== TASK DATA

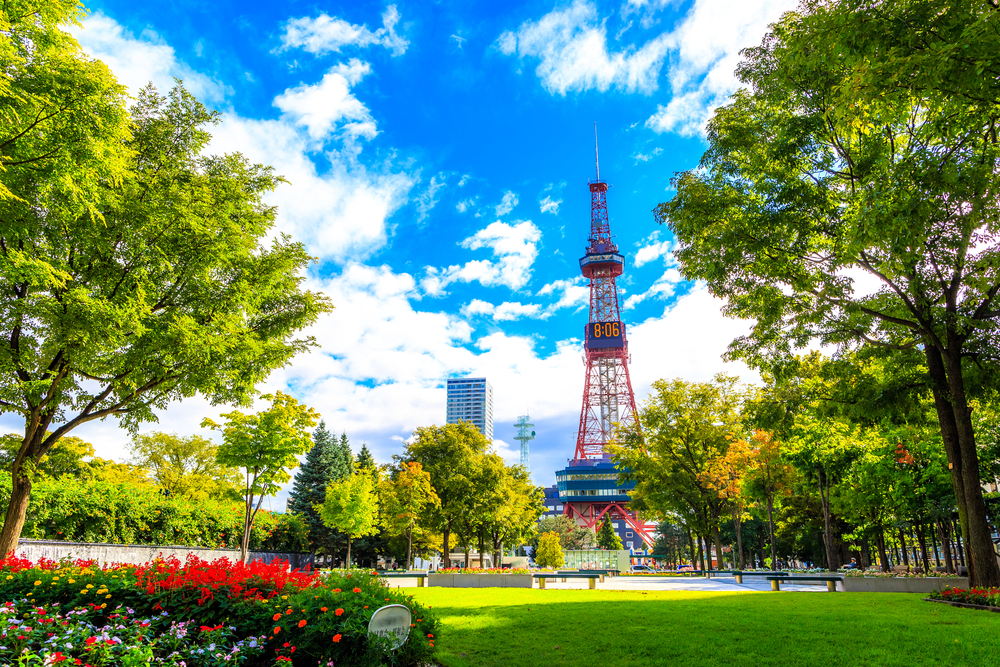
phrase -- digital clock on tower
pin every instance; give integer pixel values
(605, 334)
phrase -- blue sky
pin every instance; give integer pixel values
(438, 155)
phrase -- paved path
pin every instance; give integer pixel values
(651, 583)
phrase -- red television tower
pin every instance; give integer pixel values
(589, 487)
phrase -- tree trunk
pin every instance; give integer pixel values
(955, 417)
(718, 548)
(737, 524)
(17, 510)
(409, 546)
(770, 531)
(922, 541)
(832, 563)
(949, 563)
(883, 558)
(937, 555)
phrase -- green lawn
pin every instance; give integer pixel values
(583, 628)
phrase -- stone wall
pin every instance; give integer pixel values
(137, 554)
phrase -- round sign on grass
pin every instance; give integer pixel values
(392, 622)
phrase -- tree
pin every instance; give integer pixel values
(514, 516)
(682, 427)
(571, 535)
(607, 538)
(351, 506)
(185, 466)
(265, 445)
(148, 285)
(406, 494)
(450, 455)
(322, 466)
(549, 555)
(862, 150)
(724, 475)
(768, 477)
(68, 456)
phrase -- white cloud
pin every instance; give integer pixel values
(137, 61)
(646, 157)
(339, 214)
(707, 45)
(319, 107)
(514, 249)
(572, 47)
(549, 205)
(464, 205)
(506, 204)
(662, 289)
(428, 199)
(653, 250)
(506, 311)
(325, 34)
(574, 293)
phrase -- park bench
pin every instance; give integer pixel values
(739, 574)
(831, 581)
(419, 576)
(592, 576)
(603, 573)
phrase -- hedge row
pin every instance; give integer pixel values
(67, 508)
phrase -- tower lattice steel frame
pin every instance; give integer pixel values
(607, 390)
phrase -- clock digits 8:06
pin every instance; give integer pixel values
(606, 329)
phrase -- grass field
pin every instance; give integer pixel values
(494, 627)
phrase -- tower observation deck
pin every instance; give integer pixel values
(588, 486)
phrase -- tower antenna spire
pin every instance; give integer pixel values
(597, 162)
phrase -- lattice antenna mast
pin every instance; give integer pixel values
(608, 397)
(524, 436)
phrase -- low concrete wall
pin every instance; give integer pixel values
(902, 584)
(481, 580)
(137, 554)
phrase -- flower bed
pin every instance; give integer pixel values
(197, 613)
(980, 597)
(483, 570)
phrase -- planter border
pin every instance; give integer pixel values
(965, 605)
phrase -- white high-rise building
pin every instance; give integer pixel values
(471, 400)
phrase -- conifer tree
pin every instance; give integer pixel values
(320, 468)
(607, 538)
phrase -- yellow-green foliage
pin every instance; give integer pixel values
(71, 509)
(549, 552)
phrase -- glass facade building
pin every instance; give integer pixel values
(471, 400)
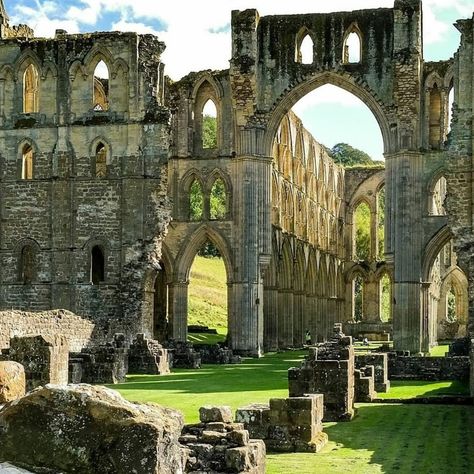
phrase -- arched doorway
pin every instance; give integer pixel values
(204, 243)
(207, 297)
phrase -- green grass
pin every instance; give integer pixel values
(205, 338)
(255, 380)
(383, 438)
(439, 351)
(391, 439)
(417, 388)
(208, 293)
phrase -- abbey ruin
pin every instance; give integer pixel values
(99, 153)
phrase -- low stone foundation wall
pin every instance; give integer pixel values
(77, 330)
(372, 331)
(428, 368)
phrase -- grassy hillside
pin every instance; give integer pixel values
(208, 294)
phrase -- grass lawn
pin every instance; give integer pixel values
(383, 438)
(417, 388)
(208, 293)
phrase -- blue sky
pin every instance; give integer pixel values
(197, 36)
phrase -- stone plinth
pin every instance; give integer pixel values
(364, 385)
(44, 358)
(328, 370)
(380, 363)
(287, 424)
(218, 445)
(147, 356)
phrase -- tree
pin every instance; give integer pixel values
(346, 155)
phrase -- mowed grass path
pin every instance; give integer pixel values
(383, 438)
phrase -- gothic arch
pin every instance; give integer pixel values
(191, 245)
(95, 55)
(342, 80)
(433, 248)
(300, 37)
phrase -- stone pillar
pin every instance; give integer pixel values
(270, 309)
(298, 319)
(407, 321)
(285, 318)
(178, 293)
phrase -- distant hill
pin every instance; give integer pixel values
(347, 156)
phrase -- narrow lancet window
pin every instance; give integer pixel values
(97, 265)
(196, 201)
(209, 125)
(27, 163)
(101, 161)
(352, 48)
(30, 90)
(218, 204)
(101, 87)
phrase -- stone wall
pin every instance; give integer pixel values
(428, 368)
(44, 358)
(78, 331)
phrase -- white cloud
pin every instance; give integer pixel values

====

● GIVEN TASK: Repeat the listing in full and exactly. Leave any pictures out.

● EXERCISE SOLUTION:
phrase -- digital clock on tower
pin every instance; give integer pixel values
(605, 334)
phrase -- blue sky
pin every instance; give integer pixel values
(438, 155)
phrase -- paved path
pin every instance; give integer pixel values
(651, 583)
phrase -- red television tower
pin every instance; give integer pixel values
(589, 487)
phrase -- tree trunk
pin every instance; give integer pixel values
(955, 417)
(718, 548)
(737, 524)
(17, 510)
(409, 546)
(770, 531)
(922, 541)
(832, 563)
(949, 563)
(883, 558)
(937, 555)
phrase -- green lawn
pin every instance; give integer pixel values
(583, 628)
phrase -- stone wall
pin every instance; give integer pixel values
(137, 554)
phrase -- round sign on grass
pin every instance; give integer pixel values
(392, 622)
phrase -- tree
pin every instance; give integer pixel values
(514, 516)
(682, 427)
(571, 535)
(607, 538)
(351, 506)
(185, 466)
(265, 445)
(148, 285)
(406, 494)
(450, 455)
(322, 466)
(549, 555)
(862, 150)
(724, 475)
(768, 477)
(68, 456)
phrase -- white cloud
pin every instance; give integer pixel values
(137, 61)
(646, 157)
(339, 214)
(707, 45)
(319, 107)
(514, 249)
(572, 47)
(549, 205)
(464, 205)
(506, 204)
(662, 289)
(428, 199)
(653, 250)
(506, 311)
(325, 34)
(574, 293)
phrase -- park bench
pin every instance; give integer pixel values
(739, 574)
(831, 581)
(419, 576)
(592, 576)
(603, 573)
phrase -- hedge row
pin every instance; give integer pixel values
(67, 508)
phrase -- tower lattice steel frame
pin every instance; give integer pixel values
(607, 390)
phrase -- clock digits 8:06
pin every instance; give integer pixel values
(606, 329)
phrase -- grass field
pin every instance; give integer pixel values
(494, 627)
phrase -- tower observation deck
pin every instance; give integer pixel values
(588, 486)
phrase -- tower antenna spire
pin every instance; give integer pixel values
(597, 162)
phrase -- lattice antenna mast
pin every instance; give integer pixel values
(608, 397)
(524, 436)
phrase -- low concrete wall
pin every instance; give integer pixel values
(902, 584)
(481, 580)
(137, 554)
phrase -- flower bed
pin every instance; give integer pixel values
(197, 613)
(980, 597)
(483, 570)
phrase -- planter border
pin every instance; give integer pixel values
(965, 605)
phrase -- white high-rise building
pin every instance; give integer pixel values
(471, 400)
phrase -- conifer tree
pin every instance; give integer pixel values
(320, 468)
(607, 538)
phrase -- yellow-green foliage
pin every instance; give integer pixel values
(71, 509)
(549, 552)
phrase -- glass facade building
pin every instance; give integer pixel values
(471, 400)
phrase -- arched doorway
pin every instance; give integer pixel values
(204, 243)
(207, 297)
phrase -- green grass
pin every instance; give integer pixel values
(205, 338)
(255, 380)
(383, 438)
(439, 351)
(391, 439)
(417, 388)
(208, 293)
phrase -- abbey ruin
pin every instance; give integer pixel values
(99, 153)
phrase -- low stone foundation wall
pin every instance; give integer pixel values
(77, 330)
(372, 331)
(428, 368)
phrase -- grassy hillside
pin every instance; give integer pixel values
(208, 294)
phrase -- grass lawn
pin every instance; give integer pixel values
(383, 438)
(417, 388)
(208, 293)
phrase -- blue sky
pin every instance; give integer pixel values
(197, 36)
phrase -- stone plinth
pin every instance; give integer pixel values
(364, 385)
(44, 358)
(328, 370)
(380, 363)
(287, 424)
(218, 445)
(147, 356)
phrase -- tree
pin every instance; give integer pixel values
(346, 155)
phrase -- mowed grass path
pin every instance; give integer pixel values
(383, 438)
phrase -- gothic arch
pin every instance; give integer pixel values
(191, 245)
(95, 55)
(342, 80)
(433, 248)
(300, 37)
phrase -- stone pillar
pin every instance; give integer pixel values
(270, 309)
(298, 319)
(407, 321)
(285, 318)
(178, 293)
phrase -- distant hill
pin every instance; give integer pixel values
(347, 156)
phrase -- narrow lancet window
pin every instance; give integer pixel values
(97, 265)
(196, 201)
(209, 125)
(27, 163)
(101, 161)
(352, 48)
(30, 90)
(218, 204)
(101, 87)
phrase -- stone wall
pin every instance; give integer pixel values
(428, 368)
(44, 358)
(78, 331)
phrase -- white cloud
pin every instance; give integer pixel values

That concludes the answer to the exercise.